Given exercise 1 ::
In the location labeling rows, please rewrite the lines from the one containing "TASK = point to the tailgate" through the end of the rows, both ends included, replacing "asphalt" with "paved" and changing nothing else.

Document ::
↓
On 12/4/2019 5:42 PM, Ilya Maximets wrote:
> On 04.12.2019 16:25, Eli Britstein wrote:
>> On 12/3/2019 5:19 PM, Sriharsha Basavapatna wrote:
>>> On Wed, Nov 20, 2019 at 9:07 PM Eli Britstein <el...@mellanox.com> wrote:
>>>> Signed-off-by: Eli Britstein <el...@mellanox.com>
>>>> Reviewed-by: Oz Shlomo <o...@mellanox.com>
>>>> ---
>>>> NEWS | 2 +
>>>> lib/netdev-offload-dpdk-flow.c | 87
>>>> ++++++++++++++++++++++++++++++++++++++++--
>>>> 2 files changed, 85 insertions(+), 4 deletions(-)
>>>>
>>>> diff --git a/NEWS b/NEWS
>>>> index 88b818948..ca9c2b230 100644
>>>> --- a/NEWS
>>>> +++ b/NEWS
>>>> @@ -10,6 +10,8 @@ Post-v2.12.0
>>>> if supported by libbpf.
>>>> * Add option to enable, disable and query TCP sequence checking in
>>>> conntrack.
>>>> + - DPDK:
>>>> + * Add hardware offload support for output actions.
>>>>
>>>> v2.12.0 - 03 Sep 2019
>>>> ---------------------
>>>> diff --git a/lib/netdev-offload-dpdk-flow.c
>>>> b/lib/netdev-offload-dpdk-flow.c
>>>> index dbbc45e99..6e7efb315 100644
>>>> --- a/lib/netdev-offload-dpdk-flow.c
>>>> +++ b/lib/netdev-offload-dpdk-flow.c
>>>> @@ -274,6 +274,28 @@ ds_put_flow_action(struct ds *s, const struct
>>>> rte_flow_action *actions)
↑
(Location labeling records)
↓
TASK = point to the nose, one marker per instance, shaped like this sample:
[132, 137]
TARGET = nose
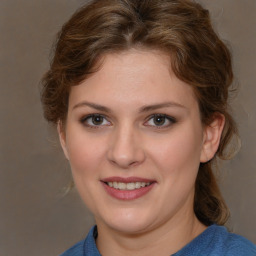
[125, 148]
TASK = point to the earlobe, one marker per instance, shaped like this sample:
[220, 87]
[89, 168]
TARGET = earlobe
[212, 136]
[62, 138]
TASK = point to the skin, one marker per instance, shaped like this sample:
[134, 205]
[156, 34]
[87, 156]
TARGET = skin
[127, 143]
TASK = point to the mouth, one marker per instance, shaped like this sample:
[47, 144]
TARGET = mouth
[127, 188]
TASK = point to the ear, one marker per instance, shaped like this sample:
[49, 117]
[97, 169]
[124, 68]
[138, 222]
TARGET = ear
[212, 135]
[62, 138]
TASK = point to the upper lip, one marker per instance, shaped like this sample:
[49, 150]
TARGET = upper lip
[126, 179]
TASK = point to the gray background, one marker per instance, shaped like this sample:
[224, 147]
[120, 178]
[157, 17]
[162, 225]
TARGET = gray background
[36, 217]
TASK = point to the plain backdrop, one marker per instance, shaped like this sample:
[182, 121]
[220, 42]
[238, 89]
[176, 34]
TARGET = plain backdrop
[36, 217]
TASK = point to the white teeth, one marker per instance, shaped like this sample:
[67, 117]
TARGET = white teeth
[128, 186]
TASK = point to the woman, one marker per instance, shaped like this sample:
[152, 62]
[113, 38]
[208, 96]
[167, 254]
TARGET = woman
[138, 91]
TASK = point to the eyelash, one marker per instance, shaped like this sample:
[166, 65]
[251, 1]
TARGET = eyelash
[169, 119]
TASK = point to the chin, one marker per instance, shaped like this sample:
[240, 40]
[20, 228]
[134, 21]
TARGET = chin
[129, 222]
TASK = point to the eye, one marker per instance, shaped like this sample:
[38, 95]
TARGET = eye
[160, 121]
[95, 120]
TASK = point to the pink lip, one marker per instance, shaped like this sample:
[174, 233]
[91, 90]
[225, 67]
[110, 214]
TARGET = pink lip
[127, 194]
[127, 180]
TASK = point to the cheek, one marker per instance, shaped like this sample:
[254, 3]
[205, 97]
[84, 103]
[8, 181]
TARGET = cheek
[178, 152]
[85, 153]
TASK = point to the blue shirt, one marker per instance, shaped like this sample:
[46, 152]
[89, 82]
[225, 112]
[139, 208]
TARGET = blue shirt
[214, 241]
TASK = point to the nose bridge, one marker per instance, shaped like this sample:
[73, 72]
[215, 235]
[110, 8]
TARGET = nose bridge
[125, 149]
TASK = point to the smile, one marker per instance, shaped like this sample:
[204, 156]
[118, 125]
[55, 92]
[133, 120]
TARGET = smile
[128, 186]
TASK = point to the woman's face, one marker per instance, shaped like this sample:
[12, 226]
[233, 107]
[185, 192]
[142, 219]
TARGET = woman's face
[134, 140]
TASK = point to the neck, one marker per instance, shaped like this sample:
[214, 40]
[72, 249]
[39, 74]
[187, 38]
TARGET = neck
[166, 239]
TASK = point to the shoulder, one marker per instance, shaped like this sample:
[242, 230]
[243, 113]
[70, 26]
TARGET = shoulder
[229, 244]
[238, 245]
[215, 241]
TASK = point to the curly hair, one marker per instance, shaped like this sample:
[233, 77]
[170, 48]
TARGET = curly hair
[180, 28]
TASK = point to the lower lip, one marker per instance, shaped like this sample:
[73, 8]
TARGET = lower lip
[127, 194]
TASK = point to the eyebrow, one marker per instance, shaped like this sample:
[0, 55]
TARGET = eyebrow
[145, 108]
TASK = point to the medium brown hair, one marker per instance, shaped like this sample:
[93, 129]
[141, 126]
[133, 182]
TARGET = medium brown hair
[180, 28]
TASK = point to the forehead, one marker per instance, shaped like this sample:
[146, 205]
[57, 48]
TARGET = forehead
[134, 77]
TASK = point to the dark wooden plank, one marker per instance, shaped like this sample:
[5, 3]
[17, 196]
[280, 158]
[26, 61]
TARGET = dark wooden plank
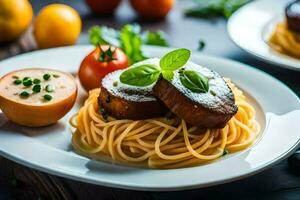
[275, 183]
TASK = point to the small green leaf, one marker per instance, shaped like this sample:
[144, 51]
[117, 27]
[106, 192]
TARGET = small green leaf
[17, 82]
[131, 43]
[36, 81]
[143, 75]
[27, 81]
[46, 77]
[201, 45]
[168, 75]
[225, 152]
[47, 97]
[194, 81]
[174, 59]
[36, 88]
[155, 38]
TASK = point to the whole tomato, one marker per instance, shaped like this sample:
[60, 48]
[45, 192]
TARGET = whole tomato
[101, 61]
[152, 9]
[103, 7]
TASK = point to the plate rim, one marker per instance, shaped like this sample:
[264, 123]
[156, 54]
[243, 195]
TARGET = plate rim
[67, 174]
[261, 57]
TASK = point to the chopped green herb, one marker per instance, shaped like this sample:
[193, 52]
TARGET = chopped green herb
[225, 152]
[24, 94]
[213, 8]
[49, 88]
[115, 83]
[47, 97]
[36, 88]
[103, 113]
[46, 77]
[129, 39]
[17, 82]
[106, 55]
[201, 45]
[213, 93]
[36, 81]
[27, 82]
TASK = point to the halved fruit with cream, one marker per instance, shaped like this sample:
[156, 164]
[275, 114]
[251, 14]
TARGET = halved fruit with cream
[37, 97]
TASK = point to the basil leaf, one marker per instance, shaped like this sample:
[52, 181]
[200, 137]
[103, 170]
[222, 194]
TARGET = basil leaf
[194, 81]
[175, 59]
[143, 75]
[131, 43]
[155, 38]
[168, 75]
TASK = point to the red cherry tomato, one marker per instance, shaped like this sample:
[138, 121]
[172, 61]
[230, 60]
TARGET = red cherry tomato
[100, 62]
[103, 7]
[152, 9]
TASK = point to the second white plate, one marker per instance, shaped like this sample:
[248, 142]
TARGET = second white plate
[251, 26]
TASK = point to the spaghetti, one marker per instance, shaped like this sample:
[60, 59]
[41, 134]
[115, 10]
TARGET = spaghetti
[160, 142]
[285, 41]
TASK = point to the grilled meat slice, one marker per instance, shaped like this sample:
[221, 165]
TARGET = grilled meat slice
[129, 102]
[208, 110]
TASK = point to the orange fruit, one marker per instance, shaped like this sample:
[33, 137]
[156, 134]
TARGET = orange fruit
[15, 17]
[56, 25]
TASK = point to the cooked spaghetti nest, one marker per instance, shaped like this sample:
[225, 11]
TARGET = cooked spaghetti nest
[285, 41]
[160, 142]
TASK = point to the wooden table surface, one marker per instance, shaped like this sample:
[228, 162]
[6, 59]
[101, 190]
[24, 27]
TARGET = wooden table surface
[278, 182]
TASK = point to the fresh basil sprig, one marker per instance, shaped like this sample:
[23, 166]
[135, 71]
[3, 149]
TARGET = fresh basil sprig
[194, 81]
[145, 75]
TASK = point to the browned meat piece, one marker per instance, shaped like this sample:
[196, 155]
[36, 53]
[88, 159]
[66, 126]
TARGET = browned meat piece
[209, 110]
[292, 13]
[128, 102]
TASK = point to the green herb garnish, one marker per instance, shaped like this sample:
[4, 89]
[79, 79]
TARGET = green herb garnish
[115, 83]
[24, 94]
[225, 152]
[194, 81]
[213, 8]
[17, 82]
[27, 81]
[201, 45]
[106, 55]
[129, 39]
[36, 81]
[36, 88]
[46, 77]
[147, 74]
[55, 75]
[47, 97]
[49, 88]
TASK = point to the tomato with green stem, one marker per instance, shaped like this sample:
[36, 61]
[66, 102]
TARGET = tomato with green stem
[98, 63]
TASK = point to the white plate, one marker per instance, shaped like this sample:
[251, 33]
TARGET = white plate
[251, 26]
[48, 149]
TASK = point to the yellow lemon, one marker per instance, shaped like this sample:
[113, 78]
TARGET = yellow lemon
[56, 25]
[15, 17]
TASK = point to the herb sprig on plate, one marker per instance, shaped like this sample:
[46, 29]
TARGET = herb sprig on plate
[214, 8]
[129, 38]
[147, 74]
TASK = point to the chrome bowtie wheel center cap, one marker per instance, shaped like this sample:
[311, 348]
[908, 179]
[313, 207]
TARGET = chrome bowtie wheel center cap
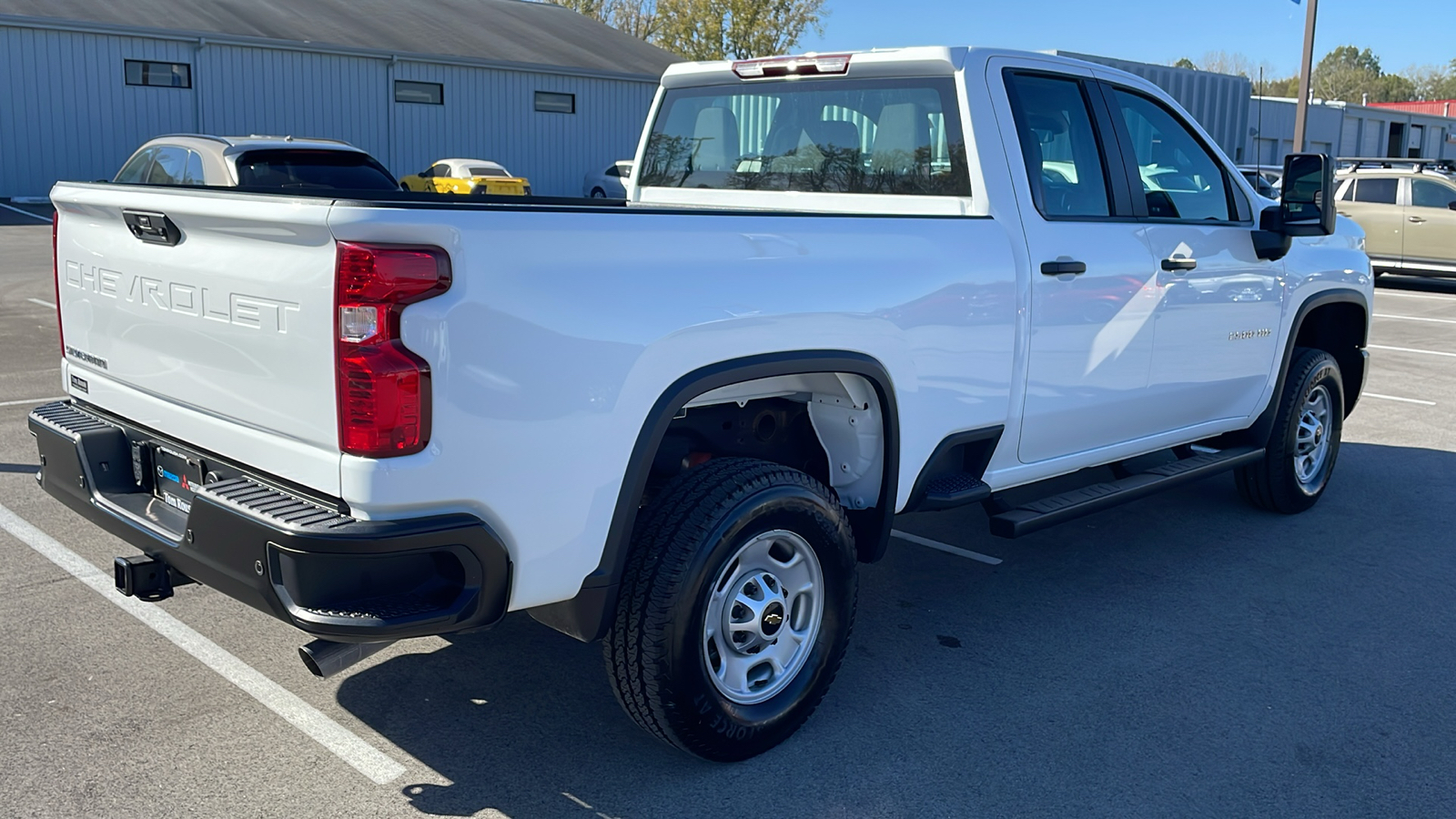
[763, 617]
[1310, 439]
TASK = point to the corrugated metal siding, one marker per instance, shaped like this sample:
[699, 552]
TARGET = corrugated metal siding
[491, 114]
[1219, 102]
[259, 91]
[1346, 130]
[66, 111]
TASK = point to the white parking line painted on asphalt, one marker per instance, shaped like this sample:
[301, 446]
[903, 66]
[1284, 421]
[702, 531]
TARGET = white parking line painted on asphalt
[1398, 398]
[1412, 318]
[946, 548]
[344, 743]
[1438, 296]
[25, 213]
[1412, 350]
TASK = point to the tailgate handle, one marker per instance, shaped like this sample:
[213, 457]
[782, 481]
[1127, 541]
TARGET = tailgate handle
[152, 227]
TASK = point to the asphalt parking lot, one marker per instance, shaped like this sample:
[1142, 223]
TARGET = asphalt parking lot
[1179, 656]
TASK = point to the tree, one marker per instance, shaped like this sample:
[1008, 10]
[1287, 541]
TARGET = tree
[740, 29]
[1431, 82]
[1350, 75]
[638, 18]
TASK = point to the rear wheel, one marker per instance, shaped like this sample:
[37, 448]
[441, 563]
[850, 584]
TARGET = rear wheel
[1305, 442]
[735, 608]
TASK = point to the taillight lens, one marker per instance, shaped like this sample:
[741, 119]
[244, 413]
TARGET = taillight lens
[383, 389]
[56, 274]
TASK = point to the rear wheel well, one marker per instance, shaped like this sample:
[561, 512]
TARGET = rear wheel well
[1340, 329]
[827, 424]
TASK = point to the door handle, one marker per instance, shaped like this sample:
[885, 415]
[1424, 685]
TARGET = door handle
↑
Given exercise 2 ::
Continue the email thread about the DPDK hardware offload patch for output actions, picking up after its last line.

Reply 1 ::
TASK = point to the tailgate handle, one marker per instance, shaped like this sample:
[213, 457]
[782, 481]
[1127, 541]
TARGET = tailgate handle
[152, 227]
TASK = point to the paved parking lot, one marker per instance, shaped like this sample:
[1142, 223]
TARGET = paved parking lot
[1179, 656]
TASK = point to the tree, one marker per instance, shaped like this sample:
[1008, 10]
[1287, 541]
TARGET = tree
[740, 29]
[1431, 82]
[1350, 75]
[638, 18]
TASK = point to the rear wheel, one marker per instance, shaped like this sample:
[37, 448]
[441, 563]
[850, 584]
TARGET = rear wheel
[1305, 442]
[735, 608]
TASK = point to the taillight lens, one marker per instance, shaped like this sample:
[741, 119]
[244, 413]
TARGET = taillight lens
[383, 389]
[56, 274]
TASK = point to the rear wheel well, one marker per instance, shaped like this sample:
[561, 512]
TARGET = rear wheel well
[1340, 329]
[827, 424]
TASK = point to the door handle, one marker per instance, shaped like this sample:
[885, 415]
[1424, 685]
TARGET = door handle

Reply 2 ::
>>>> } else {
>>>> ds_put_cstr(s, " RSS = null\n");
>>>> }
>>>> + } else if (actions->type == RTE_FLOW_ACTION_TYPE_COUNT) {
>>>> + const struct rte_flow_action_count *count = actions->conf;
>>>> +
>>>> + ds_put_cstr(s, "rte flow count action:\n");
>>>> + if (count) {
>>>> + ds_put_format(s,
>>>> + " Count: shared=%d, id=%d\n",
>>>> + count->shared, count->id);
>>>> + } else {
>>>> + ds_put_cstr(s, " Count = null\n");
>>>> + }
>>>> + } else if (actions->type == RTE_FLOW_ACTION_TYPE_PORT_ID) {
>>>> + const struct rte_flow_action_port_id *port_id = actions->conf;
>>>> +
>>>> + ds_put_cstr(s, "rte flow port-id action:\n");
>>>> + if (port_id) {
>>>> + ds_put_format(s,
>>>> + " Port-id: original=%d, id=%d\n",
>>>> + port_id->original, port_id->id);
>>>> + } else {
>>>> + ds_put_cstr(s, " Port-id = null\n");
>>>> + }
>>>> } else {
>>>> ds_put_format(s, "unknown rte flow action (%d)\n",
>>>> actions->type);
>>>> }
>>>> @@ -531,19 +553,76 @@ netdev_dpdk_flow_patterns_add(struct flow_patterns
>>>> *patterns,
>>>> return 0;
>>>> }
>>>>
>>>> +static void
>>>> +netdev_dpdk_flow_add_count_action(struct flow_actions *actions)
>>>> +{
>>>> + struct rte_flow_action_count *count = xzalloc(sizeof *count);
>>>> +
>>>> + count->shared = 0;
>>>> + /* Each flow has a single count action, so no need of id */
>>>> + count->id = 0;
>>>> + add_flow_action(actions, RTE_FLOW_ACTION_TYPE_COUNT, count);
>>>> +}
>>>> +
>>>> +static void
>>>> +netdev_dpdk_flow_add_port_id_action(struct flow_actions *actions,
>>>> + struct netdev *outdev)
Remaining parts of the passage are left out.